**** Исходный текст ****

ИЗ ЛИТЕРАТУРНОГО НАСЛЕДИЯ ФЕРРУЧЧО БУЗОНИ: АННОТАЦИИ К ЦЮРИХСКИМ ПРОГРАММАМ

Бородин Борис Борисович, доктор искусствоведения, профессор, заведующий кафедрой истории и теории исполнительского искусства, Уральская государственная консерватория имени М. П. Мусоргского, член Союза композиторов России (г. Екатеринбург, РФ). E-mail: [email protected]

Литературное наследие Ферруччо Бузони (1866-1924) свидетельствует о широте интеллектуальных горизонтов музыканта. Его главные составляющие - трактат «Эскиз новой эстетики музыкального искусства» (1907) и сборник «О единстве музыки» (1922), составленный из работ разных лет. Актуальность изучения этого наследия определяется масштабом личности музыканта и его новаторским подходом к музыкальному исполнительству.

Цель статьи - познакомить отечественных музыкантов с никогда не публиковавшимися на русском языке тремя небольшими заметками из книги «О единстве музыки», посвящёнными характеристикам фортепианного творчества Бетховена, Шопена и Листа. Тексты Бузони рассматриваются в контексте биографии и эстетических взглядов музыканта, что даёт повод для размышлений о композиторских стилях и их восприятии одним из самых выдающихся исполнителей рубежа XIX-XX веков.

Заметки Бузони имеют общий заголовок «Из цюрихских программ» и датированы апрелем 1916 года. Они являются аннотациями к его концертам в Цюрихе, где он провёл в вынужденном изгнании военные годы. Будучи итальянцем по рождению, Бузони в «годы учения» сроднился с немецкоязычной культурой. Со вступлением Италии в Первую мировую войну итало-германская идентичность Бузони подверглась мучительному испытанию. Тем не менее это было время высокой творческой активности музыканта.

**** Записи ****

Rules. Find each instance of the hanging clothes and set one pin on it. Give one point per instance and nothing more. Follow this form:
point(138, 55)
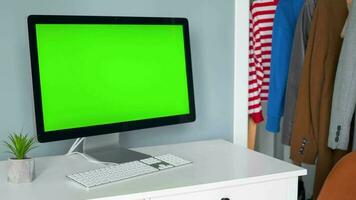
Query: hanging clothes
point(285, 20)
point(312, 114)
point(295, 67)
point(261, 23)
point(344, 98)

****
**** Записи ****

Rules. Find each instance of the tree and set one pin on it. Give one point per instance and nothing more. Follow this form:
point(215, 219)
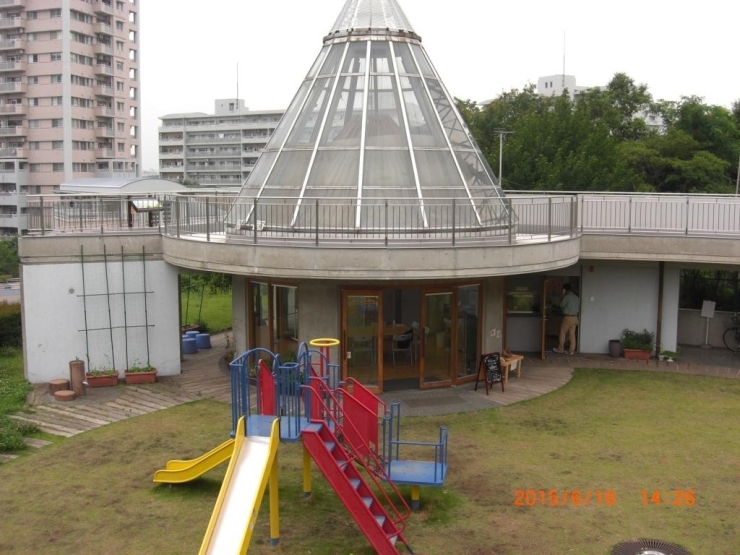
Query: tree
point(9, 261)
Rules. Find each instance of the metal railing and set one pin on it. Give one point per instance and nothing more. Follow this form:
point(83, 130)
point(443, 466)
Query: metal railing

****

Продолжите текст о цюрихских аннотациях Бузони, начав сразу после его последнего предложения. Записи взяты из другого источника.

* _Ответ_:
Бетховен, Шопен и Лист занимали значительное место в пианистическом репертуаре Бузони, но его отношение к ним было различным. Его подход к бетховенскому репертуару был избирательным, с отчётливым предпочтением произведений позднего периода. Наивысшим достижением пианиста было исполнение Сонаты № 29 (für das Hammerklavier). В Бетховене он больше всего ценил предвосхищение будущего, моменты приближения к «абсолютной музыке», свободной от внемузыкального содержания. В аннотации к концерту из произведений Шопена прослеживается откровенно ироническое

отношение Бузони к псевдоромантической выразительности, которое отчасти распространялось на его восприятие стиля польского гения. В произведениях Листа Бузони были особенно близки его трактовка рояля и философские, фаустианские мотивы.

В выводах статьи подчёркивается, что в истории исполнительского искусства Бузони становится родоначальником особого художественного типа - интерпретатора эвристической направленности.

Ключевые слова: история фортепианного искусства, Ферруччо Бузони, литературное наследие, Людвиг ван Бетховен, Фредерик Шопен, Ференц Лист, Глен Гульд.

FROM THE LITERARY HERITAGE BY FERRUCCIO BUSONI: ANNOTATIONS TO THE ZURICH PROGRAMS

Borodin Boris Borisovich, Dr of Art History, Professor, Department Chair of History and Theory of Performing Arts, Ural State Mussorgsky's Conservatoire, Member of the Union of Composers of Russia (Ekaterinburg, Russian Federation). E-mail: [email protected]

The literary heritage by Ferruccio Busoni (1866-1924) testifies to the breadth of his intellectual horizons. Its main components are the treatise "Sketch of a New Esthetic of Music" (1907) and the collection "The Essence of Music" (1922), which was composed of works from different years. The topicality of studying this heritage is determined by the scale of the musician's personality and his innovative approach to musical performance.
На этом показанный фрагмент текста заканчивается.